**PASSAGE SHOWN**
****************

LRG project

Created specifically for clinical reporting by manual curation

In recognition of the need to create universally accepted reference standards for variant reporting, a meeting of key stakeholders, including EMBL-EBI, the NCBI, HGVS, LSDB curators and other members of the community, was held in 2008. The goal of the meeting was to design a reference system that would address the shortcomings of existing systems, including confusion over versioning, and that would allow consistent and unambiguous reporting of variants in clinically relevant loci. The new system, founded on the RefSeqGene project, was named Locus Reference Genomic (LRG).

As of August 2019, over 1323 LRGs have been created, of which over 859 are public and in use by the community.
The aim of the project is to create an LRG for every locus with clinical implications.

Stable

Accurate and unambiguous reporting of variants over time is difficult, partly due to regular updates to transcripts and the genome reference assembly. Confusion over different transcript versions has also resulted in inconsistent variant reporting in the past. To address these challenges, all reference sequences included in the fixed section of public LRG records are stable, thus they neither change over time nor version. As a result, the LRG project establishes a coordinate system that is independent from upgrades to the genome reference assembly and includes sequences that are independent of ongoing changes to transcripts. The LRG system also establishes identifiers that do not version or change. To facilitate reporting, each LRG record provides annotation and mapping data that define the relationship between the LRG fixed section sequences, the genome reference assembly (GRCh37 and GRCh38) and all known transcripts from RefSeq and GENCODE.

Flexible and collaborative

Each LRG record is created in collaboration with experts in the region of interest. Therefore, inclusion of legacy or community-requested reference sequences is supported. However, in recognition of the fact that NGS technology is based on alignments to the genome reference assembly, it is now our policy for all LRGs to match the genome reference assembly (GRCh38), unless there is a known error in the genome reference assembly or there is a prevalent legacy alternate allele that has been consistently and systematically used in clinical reporting.

Connect the past, present and future of clinical variant reporting

NCBI (RefSeq) and EMBL-EBI (Ensembl/GENCODE) are working together to rationalise differences in our gene sets. Our goals for 2018/2019 include faster convergence on key high value annotations to provide a common minimal set of transcripts per gene. The goal for this transcript subset is identity between RefSeq and Ensembl both in terms of transcript length and per each nucleotide base. We encourage the community to continue working with us to create LRGs, which will have input into this future goal.

****************

**TASK LIST**
**a.** Reproduce word for word the stretch of the LRG project text from "In recognition of the need" through "with clinical implications.".
**b.** Please carry on the LRG project text from its final sentence.
None of the records are needed for this work.

**RAW DATA**
****************

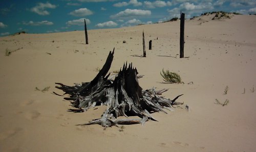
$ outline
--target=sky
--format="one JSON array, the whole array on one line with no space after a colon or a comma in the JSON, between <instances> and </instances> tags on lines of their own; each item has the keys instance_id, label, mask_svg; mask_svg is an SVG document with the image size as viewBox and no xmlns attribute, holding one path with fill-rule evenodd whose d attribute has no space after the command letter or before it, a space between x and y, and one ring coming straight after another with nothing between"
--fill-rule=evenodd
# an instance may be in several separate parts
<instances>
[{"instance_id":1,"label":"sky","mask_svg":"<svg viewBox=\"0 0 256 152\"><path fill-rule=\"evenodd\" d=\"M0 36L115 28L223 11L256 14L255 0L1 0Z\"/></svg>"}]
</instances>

****************

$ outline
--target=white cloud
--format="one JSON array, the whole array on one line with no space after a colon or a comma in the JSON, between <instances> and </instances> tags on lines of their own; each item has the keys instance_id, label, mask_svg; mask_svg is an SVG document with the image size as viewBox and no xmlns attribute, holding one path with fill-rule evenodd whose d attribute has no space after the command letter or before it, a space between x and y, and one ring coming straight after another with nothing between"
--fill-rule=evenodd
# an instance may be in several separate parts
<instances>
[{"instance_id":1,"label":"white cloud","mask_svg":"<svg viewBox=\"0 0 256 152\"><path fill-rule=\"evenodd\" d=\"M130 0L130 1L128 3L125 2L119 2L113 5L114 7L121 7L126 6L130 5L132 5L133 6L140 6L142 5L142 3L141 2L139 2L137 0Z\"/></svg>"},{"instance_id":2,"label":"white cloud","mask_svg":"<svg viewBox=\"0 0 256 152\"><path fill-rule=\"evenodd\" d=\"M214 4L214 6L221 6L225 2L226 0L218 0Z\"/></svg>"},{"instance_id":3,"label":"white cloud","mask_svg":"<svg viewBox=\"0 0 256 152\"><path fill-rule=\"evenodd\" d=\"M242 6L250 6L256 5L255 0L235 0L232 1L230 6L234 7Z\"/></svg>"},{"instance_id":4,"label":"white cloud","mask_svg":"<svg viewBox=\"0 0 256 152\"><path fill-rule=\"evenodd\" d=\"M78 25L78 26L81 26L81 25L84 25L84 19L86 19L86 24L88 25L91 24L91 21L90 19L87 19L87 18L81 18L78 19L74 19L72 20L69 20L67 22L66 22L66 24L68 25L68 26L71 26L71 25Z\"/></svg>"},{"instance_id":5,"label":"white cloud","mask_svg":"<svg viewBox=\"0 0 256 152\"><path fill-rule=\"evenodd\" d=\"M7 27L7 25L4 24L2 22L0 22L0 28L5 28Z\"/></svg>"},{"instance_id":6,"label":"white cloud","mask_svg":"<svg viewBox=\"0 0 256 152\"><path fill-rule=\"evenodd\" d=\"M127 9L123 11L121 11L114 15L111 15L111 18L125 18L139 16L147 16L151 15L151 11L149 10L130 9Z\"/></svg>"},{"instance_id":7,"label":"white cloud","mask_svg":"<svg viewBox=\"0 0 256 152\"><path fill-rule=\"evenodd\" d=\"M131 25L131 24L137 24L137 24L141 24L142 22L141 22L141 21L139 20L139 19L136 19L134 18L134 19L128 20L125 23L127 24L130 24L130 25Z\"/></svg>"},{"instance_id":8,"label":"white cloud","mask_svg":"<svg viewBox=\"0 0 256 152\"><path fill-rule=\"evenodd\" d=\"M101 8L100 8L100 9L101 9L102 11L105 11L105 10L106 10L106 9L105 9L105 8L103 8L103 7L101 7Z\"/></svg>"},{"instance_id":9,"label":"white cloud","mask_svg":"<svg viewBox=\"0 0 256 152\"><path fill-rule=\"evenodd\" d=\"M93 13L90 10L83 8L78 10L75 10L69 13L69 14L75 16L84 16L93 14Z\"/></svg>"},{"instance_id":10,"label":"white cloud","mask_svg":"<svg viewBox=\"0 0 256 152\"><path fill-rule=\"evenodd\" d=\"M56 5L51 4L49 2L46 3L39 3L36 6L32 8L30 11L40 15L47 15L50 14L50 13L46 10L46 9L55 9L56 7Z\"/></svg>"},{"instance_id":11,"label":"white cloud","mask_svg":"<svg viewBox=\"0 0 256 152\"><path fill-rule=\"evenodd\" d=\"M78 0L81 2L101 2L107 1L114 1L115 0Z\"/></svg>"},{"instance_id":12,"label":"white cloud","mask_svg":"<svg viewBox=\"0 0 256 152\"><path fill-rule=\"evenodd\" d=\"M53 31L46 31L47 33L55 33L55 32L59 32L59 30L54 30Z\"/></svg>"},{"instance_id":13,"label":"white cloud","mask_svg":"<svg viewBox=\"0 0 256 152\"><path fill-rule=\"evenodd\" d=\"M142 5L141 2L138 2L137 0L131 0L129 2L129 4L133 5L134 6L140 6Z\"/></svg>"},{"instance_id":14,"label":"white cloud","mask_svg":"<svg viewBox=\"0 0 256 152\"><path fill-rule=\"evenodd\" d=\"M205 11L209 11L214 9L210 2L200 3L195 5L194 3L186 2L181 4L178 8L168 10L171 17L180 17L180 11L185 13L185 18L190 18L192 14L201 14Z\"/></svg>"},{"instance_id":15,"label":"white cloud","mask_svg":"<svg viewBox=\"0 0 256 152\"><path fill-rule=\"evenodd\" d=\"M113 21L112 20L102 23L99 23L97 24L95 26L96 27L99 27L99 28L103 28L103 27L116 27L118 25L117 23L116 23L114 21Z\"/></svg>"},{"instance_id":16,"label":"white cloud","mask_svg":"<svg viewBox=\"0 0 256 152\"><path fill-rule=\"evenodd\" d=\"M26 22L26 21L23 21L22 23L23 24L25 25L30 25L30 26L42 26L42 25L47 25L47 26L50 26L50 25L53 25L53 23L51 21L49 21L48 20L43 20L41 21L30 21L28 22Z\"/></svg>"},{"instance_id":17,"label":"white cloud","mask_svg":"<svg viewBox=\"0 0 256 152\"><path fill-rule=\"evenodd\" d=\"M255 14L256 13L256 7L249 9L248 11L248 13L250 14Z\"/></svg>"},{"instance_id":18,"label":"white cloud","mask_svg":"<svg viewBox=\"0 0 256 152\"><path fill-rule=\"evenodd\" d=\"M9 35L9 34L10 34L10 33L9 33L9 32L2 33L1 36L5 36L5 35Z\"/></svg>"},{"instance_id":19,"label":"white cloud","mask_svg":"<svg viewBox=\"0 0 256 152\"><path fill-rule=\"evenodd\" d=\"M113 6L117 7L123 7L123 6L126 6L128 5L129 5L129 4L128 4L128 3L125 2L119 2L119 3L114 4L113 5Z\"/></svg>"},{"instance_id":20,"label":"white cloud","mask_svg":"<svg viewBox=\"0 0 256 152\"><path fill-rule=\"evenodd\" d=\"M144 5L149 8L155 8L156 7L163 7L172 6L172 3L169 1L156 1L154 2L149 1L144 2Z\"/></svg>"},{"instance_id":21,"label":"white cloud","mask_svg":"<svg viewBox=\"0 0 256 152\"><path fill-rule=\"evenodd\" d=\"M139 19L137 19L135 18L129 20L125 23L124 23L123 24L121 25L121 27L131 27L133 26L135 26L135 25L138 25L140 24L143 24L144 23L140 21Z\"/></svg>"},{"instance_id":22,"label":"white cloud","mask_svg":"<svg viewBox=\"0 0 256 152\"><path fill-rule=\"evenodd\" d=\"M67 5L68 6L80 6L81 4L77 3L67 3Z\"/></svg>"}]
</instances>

****************

**OUTPUTS IN ORDER**
**a.**
In recognition of the need to create universally accepted reference standards for variant reporting, a meeting of key stakeholders, including EMBL-EBI, the NCBI, HGVS, LSDB curators and other members of the community, was held in 2008. The goal of the meeting was to design a reference system that would address the shortcomings of existing systems, including confusion over versioning, and that would allow consistent and unambiguous reporting of variants in clinically relevant loci. The new system, founded on the RefSeqGene project, was named Locus Reference Genomic (LRG).

As of August 2019, over 1323 LRGs have been created, of which over 859 are public and in use by the community.
The aim of the project is to create an LRG for every locus with clinical implications.

**b.**
To be compatible with NGS-based sequencing, we aim to match all LRGs to the genome reference assembly (GRCh38). However, when an LRG based on legacy sequence is required, creating the LRG defines the relationship of the legacy sequence to the reference genome assembly. This facilitates the usage of legacy data alongside NGS technology. Where the community requests an allele that is incompatible with the genome reference assembly, we evaluate and request a review by the GRC if appropriate.

The annotation for both RefSeq and GENCODE is reviewed as part of the manual curation process. Once a transcript model has been selected, efforts are made to have the corresponding RefSeq and GENCODE transcripts match each other and match the reference. In addition, we aim to have complete identity between the two transcripts, including the UTRs. This facilitates unambiguous multi-directional data exchange between RefSeq, GENCODE and the reference genome assemblies (GRCh37, GRCh38).

LRG records contain both GENCODE and RefSeq transcripts in the updatable section, therefore they are a unique record of annotation from both transcript sets in one place. More information on sequence sources can be found here.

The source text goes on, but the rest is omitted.